— BEGIN —
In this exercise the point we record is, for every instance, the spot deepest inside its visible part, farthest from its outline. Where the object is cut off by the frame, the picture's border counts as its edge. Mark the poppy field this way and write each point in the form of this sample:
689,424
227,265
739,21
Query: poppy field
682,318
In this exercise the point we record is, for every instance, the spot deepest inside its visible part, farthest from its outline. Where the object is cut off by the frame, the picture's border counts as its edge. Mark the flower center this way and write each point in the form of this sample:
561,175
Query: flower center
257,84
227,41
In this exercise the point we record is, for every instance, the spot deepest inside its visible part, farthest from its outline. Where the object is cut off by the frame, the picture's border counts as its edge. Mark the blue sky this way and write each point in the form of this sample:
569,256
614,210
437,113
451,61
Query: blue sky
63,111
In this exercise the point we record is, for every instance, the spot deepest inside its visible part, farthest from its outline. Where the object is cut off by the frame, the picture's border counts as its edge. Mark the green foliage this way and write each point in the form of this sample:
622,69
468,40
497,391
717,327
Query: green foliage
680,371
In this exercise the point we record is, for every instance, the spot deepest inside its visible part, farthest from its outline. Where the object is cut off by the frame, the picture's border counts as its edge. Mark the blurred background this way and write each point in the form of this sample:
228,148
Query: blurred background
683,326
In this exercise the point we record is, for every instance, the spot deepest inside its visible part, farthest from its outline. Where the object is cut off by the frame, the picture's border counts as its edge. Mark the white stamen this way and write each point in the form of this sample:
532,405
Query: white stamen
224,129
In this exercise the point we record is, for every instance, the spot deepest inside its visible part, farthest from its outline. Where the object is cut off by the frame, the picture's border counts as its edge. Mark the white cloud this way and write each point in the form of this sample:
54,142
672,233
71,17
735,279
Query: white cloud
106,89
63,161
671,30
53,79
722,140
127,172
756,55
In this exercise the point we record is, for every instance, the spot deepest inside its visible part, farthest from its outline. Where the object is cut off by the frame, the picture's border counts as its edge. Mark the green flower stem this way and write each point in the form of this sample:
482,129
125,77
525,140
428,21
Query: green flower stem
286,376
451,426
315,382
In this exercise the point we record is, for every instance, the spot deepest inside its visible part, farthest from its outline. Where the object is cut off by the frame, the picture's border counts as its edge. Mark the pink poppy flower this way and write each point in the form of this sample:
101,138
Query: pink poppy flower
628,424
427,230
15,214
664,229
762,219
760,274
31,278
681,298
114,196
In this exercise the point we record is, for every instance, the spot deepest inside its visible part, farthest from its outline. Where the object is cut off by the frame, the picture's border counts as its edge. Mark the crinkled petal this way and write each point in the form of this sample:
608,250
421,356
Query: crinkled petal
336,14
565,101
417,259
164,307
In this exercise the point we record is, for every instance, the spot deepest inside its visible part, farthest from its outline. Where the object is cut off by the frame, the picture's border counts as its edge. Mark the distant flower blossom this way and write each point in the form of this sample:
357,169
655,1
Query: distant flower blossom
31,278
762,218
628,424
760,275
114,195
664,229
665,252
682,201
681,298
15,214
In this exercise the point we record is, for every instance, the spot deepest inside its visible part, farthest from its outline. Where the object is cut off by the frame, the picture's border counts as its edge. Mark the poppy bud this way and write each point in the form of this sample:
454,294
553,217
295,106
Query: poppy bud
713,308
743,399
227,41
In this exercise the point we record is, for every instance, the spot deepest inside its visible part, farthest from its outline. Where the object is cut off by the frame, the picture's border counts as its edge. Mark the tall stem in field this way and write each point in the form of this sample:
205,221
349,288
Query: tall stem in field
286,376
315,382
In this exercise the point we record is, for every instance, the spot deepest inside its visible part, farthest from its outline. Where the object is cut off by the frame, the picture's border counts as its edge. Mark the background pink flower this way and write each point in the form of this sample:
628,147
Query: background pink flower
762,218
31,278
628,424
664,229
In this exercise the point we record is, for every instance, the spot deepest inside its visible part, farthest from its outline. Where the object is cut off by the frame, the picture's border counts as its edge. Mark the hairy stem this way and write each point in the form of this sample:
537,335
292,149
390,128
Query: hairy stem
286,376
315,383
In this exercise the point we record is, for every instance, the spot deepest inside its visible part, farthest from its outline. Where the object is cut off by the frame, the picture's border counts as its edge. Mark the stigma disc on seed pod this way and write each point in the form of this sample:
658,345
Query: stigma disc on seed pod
— END —
> _Your instructions_:
Could you write out all the records above again, swapping "exercise" for "activity" wherever it occurs and leaving every other character unchanged?

> _Output below_:
In this activity the point we record is, for every instance, the spot deepest inside its visible part, farthest from its outline. Where the object is cut off by the frame, the picture's border counts as its edge. Mark the poppy field this way and write each point in the form of this sample:
689,424
227,265
739,21
Query: poppy field
682,318
In this activity the point we record is, for every instance, the spot deepest inside its visible part, farthest from its outline. Where the object is cut off by the frame, the picture's border counts as its edge. Mark the flower center this way and write each point in the form of this sample:
561,175
Query: flower center
257,84
227,41
In this activity the point we record is, for every instance, the spot deepest inside its visible part, farthest from its outline. Where the object is cut off by the frame, the picture's border counts as its edge. Mark the blue sky this way and write each point in the form of this sample:
569,256
614,210
437,113
451,61
Query: blue sky
63,111
In this activity the point we record is, for every instance, the spot deepest inside its visible part, farthest from its outline. Where the object is cut off by the frame, the picture's border counts as its edge. Mark the green foliage this way and write each point in the form of this sample:
622,69
468,40
497,391
717,327
Query: green foliage
680,371
In this activity the point we record is, for every instance, the spot deepest inside its visible part, farthest from its outline. Where the object is cut off by the frame, the picture's border counts as its edge. Mark the blurred background this way and write each point in the form of this sample:
228,148
Query: blurred background
683,326
In this activity the point we record is, for every instance, the spot deepest inside its visible part, farthest from its outline. Where the object is cut off by the frame, the picture's border counts as its edge. Mark the white stamen this way and write each point in the form of this sample:
532,405
Query: white stamen
224,129
In this activity the point we record is, for every instance, the spot deepest inside its visible part, farthest from its outline. Where the object is cut off by the frame, the picture's border counts as its edge. Mark the white cloud this way and write each point in the form of this sample:
54,142
672,233
71,17
735,279
Query: white cloud
106,89
63,161
671,30
53,79
722,140
127,172
756,55
In this activity the point we record is, for every instance, the spot deepest inside its visible part, farthest from its outline. Where the object is cut off by the frame, the picture's border counts as its edge. Mark the green flower stem this way and write each point in the form of this sample:
482,129
125,77
525,140
428,21
Query: green flower stem
286,376
451,426
315,382
In this activity the point we record is, for every instance, the spot deepest inside its visible part, farthest from its outline. Where the object is cut off by the frame, the picture's border counts as its edge. Mark the pink poppy flower this way and write each point in the form of this sample:
101,138
Query: pink poppy flower
628,424
427,230
15,214
664,229
762,219
760,274
31,278
681,298
114,196
In this activity the point we record is, for every instance, the spot deepest inside its visible part, farthest from its outline. Where the object is cut off by the frame, the picture's border counts as its edge. Mark the crinkled petal this way and write each point in the form of this sample:
608,250
421,356
Query: crinkled petal
336,14
565,101
417,259
164,307
In this activity the point we record is, for every instance, the spot deepest inside its visible part, farthest from its outline. Where the object is cut off by the frame, the picture's border counts as its edge. Mark the distant flower blossom this way and write each point in the form of this sample:
357,169
655,1
Query: distant flower blossom
31,278
762,218
628,424
760,275
114,195
664,229
665,252
682,201
681,298
15,214
In this activity the point we record is, for every instance, the spot deepest inside its visible part, farthest from its outline. Where the object is cut off by the frame, the picture's border counts as its edge. Mark the poppy bud this way and write each point in the form of this sample:
454,294
553,217
295,106
Query: poppy bud
713,308
743,399
227,41
In this activity the point we record is, for every instance, the spot deepest inside its visible part, farthest from its outline. Where the object is cut off by the frame, the picture's border counts as its edge. Mark the tall stem in field this way and write each point in the form of this sample:
205,221
349,288
Query: tall stem in field
286,376
315,382
In this activity the point we record is, for every instance, the spot deepest inside its visible part, farthest from its outline. Where the object is cut off by the frame, the picture's border counts as its edge. Mark the background pink flower this way and write each point in the form of this sample:
628,147
Query: background pink flower
762,218
31,278
628,424
664,229
In this activity the point we record is, for every instance, the spot deepest inside its visible part, farthest from its outline. Where the object is cut off by the frame, the picture's border counts as its edge. Mark the hairy stem this way and write each point in the form of this sample:
537,335
292,149
390,128
Query: hairy stem
286,376
315,383
In this activity the point we record is, for every instance, the spot deepest inside its visible part, farthest from its outline. Where the object is cut off by the frame, the picture's border counts as its edge. Mark the stigma disc on seed pod this way and write each point in the form of this sample:
658,345
Query: stigma disc on seed pod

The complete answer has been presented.